**Task instructions:** Duplicate the rows below character for character, from the first line of the rows through the line holding "pixel 728 429", inclusive. Reproduce nothing after that line.

**Stored entries:**
## BEGIN

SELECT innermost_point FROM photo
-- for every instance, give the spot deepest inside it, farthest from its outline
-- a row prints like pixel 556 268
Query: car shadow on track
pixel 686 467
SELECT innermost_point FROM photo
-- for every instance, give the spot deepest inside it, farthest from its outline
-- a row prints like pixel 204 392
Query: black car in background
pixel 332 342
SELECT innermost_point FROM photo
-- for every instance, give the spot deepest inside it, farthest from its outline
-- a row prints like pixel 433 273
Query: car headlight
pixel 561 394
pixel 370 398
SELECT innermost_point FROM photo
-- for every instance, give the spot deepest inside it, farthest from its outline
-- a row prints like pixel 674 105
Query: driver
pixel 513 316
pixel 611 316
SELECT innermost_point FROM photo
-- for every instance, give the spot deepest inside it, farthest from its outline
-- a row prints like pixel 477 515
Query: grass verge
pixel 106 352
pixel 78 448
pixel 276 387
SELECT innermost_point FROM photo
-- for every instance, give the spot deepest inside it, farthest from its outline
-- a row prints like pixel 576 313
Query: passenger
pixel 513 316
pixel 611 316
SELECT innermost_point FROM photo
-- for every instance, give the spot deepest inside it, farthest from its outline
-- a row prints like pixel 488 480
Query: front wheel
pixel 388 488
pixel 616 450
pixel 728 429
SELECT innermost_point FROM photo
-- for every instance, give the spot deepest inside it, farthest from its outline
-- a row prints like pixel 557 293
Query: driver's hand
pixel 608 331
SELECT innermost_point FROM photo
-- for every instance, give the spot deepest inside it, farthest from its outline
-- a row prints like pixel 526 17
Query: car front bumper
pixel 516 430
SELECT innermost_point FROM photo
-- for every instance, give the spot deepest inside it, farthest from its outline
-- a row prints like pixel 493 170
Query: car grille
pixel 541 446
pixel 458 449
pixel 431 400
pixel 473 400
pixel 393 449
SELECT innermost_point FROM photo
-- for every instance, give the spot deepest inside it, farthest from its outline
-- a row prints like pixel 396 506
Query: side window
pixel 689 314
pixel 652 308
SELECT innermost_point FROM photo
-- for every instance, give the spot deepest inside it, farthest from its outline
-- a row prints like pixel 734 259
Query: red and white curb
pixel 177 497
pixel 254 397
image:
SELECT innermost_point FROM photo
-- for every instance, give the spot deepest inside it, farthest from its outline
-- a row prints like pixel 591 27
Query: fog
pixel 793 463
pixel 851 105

## END

**Exercise output:**
SELECT innermost_point FROM photo
-- for every instance, give the spot deepest inside it, farthest from its outline
-- a row prints like pixel 556 268
Query: car shadow on track
pixel 686 467
SELECT innermost_point FROM photo
-- for every instance, give the spot deepest inside it, farthest from its outline
-- a row prints like pixel 204 392
Query: black car in background
pixel 332 342
SELECT innermost_point FROM photo
-- for every instance, give the spot deepest inside it, farthest from its outline
-- a row prints like pixel 433 273
Query: car headlight
pixel 561 394
pixel 370 398
SELECT innermost_point FROM photo
-- for every instance, give the spot deepest inside it, farthest from its outline
-- a row prints like pixel 674 105
Query: driver
pixel 513 316
pixel 611 316
SELECT innermost_point FROM photo
-- for every instance, give the spot deepest inside it, farthest from its outline
-- a row prints like pixel 477 515
Query: grass verge
pixel 106 352
pixel 78 448
pixel 276 387
SELECT innermost_point FROM photo
-- for every instance, give the spot deepest inside it, farthest from its outline
-- a row prints like pixel 576 313
Query: passenger
pixel 513 316
pixel 611 316
SELECT innermost_point FROM photo
-- for every instance, give the spot deepest inside it, farthest from its outline
-- a row prints like pixel 488 480
Query: front wheel
pixel 388 488
pixel 616 450
pixel 728 429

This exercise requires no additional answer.